| SELECTED TEXT |
****

However, if what you are selling is a subscription or a relationship – such as a subscription to a SaaS product or a new customer that will have recurring business with the merchant, you may go for a one-off bonus. Mobile phone and internet subscription companies will do this, as will companies buying new customer leads.
You can get fancy here. I’ve seen some merchants do things like pay a bounty for new customers, but this rarely works as an incentive as the publisher has no idea who your customers are. Some merchants will pay different % for different types of products, but that can sometimes confuse and piss off publishers. It’s best to keep it simple unless you really need to get complex.
The way affiliate marketing works is usually cookie-based. A publisher links to a merchant’s product using an affiliate link provided by the affiliate network. When a customer clicks on that link, they are routed through the affiliate network, where the network’s cookie is dropped, before being routed to the merchant’s product page. If the customer buys that product – now or within the cookie’s lifetime (see attribution below for details) – at the point of purchase, the merchant checks to see if there are any of it’s affiliate network’s cookies on the customers computer. If there are, then it attributes that sale to that cookie ID.
The affiliate network then calculates what commission is payable to what publisher, and pays the publisher at the end of the month. If the customer returns the product, the merchant updates the affiliate network and the commission is charged back.
Merchants can set all types of rules for how they will attribute a sale’s commission. The most common and simplest is called “Last Click”, which means the publisher that sent the most recent click to the purchase is the one that is awarded the commission, irrespective of any other publishers that drove traffic to the merchant earlier. The somewhat weak assumption here is that this last click publisher was so influential that they got the customer to make the final purchase decision, and should be thus rewarded. Of course, in reality, this isn’t how people shop. People often read about a product on one site, then do further research on other sites, then think about it for a while, then do some price comparison, and then possibly visit a coupon code site before making a purchase. Using Last Click attribution, only the coupon code site would get the sale’s commission, even though it was likely that first publisher that added the most value to the purchase process.

****

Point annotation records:
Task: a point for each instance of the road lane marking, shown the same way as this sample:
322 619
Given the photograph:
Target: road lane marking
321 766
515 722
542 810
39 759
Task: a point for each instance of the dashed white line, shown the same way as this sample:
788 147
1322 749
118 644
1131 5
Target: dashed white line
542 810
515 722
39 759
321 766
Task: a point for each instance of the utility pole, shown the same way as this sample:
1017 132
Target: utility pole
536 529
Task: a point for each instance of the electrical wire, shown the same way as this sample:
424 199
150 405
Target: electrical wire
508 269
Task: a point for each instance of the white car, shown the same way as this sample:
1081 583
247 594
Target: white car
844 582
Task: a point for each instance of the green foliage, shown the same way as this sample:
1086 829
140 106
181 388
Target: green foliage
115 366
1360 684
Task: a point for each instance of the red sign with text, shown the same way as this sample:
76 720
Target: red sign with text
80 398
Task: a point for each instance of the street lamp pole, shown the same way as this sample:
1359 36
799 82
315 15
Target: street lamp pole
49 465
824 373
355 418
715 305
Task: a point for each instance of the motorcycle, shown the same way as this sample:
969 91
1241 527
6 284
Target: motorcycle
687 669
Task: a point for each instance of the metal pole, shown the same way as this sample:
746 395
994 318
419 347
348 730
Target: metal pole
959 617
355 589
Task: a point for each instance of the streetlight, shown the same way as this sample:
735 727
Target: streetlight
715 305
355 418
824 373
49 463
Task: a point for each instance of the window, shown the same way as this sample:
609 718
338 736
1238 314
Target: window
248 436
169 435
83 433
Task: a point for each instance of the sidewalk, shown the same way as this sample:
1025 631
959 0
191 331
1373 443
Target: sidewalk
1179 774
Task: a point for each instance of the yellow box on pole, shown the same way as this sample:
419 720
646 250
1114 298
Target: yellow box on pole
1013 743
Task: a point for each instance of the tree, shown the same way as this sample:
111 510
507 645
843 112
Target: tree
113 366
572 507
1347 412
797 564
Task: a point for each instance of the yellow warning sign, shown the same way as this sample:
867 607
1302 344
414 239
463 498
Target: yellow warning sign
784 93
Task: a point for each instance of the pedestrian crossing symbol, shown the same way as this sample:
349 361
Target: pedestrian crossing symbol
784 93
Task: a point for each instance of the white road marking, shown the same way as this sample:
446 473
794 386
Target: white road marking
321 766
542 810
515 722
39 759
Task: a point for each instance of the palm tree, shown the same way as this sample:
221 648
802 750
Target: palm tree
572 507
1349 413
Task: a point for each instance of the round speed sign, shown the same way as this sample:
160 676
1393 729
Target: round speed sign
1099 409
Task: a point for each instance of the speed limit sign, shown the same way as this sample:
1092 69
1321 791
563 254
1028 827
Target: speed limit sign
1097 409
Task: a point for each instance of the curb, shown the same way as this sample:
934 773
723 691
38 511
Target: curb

****

| LIST OF TASKS |
A. Answer these questions from the affiliate marketing text:
(i) What is affiliate marketing usually based on?
(ii) When does the affiliate network pay the publisher?
(iii) What is the most common and simplest attribution rule called?
B. Repeat the affiliate marketing text word for word from "However, if what" to "to get complex.".

| OUTPUTS IN ORDER |
A.
(i) Cookies; it is usually cookie-based.
(ii) At the end of the month.
(iii) "Last Click".

B.
However, if what you are selling is a subscription or a relationship – such as a subscription to a SaaS product or a new customer that will have recurring business with the merchant, you may go for a one-off bonus. Mobile phone and internet subscription companies will do this, as will companies buying new customer leads.
You can get fancy here. I’ve seen some merchants do things like pay a bounty for new customers, but this rarely works as an incentive as the publisher has no idea who your customers are. Some merchants will pay different % for different types of products, but that can sometimes confuse and piss off publishers. It’s best to keep it simple unless you really need to get complex.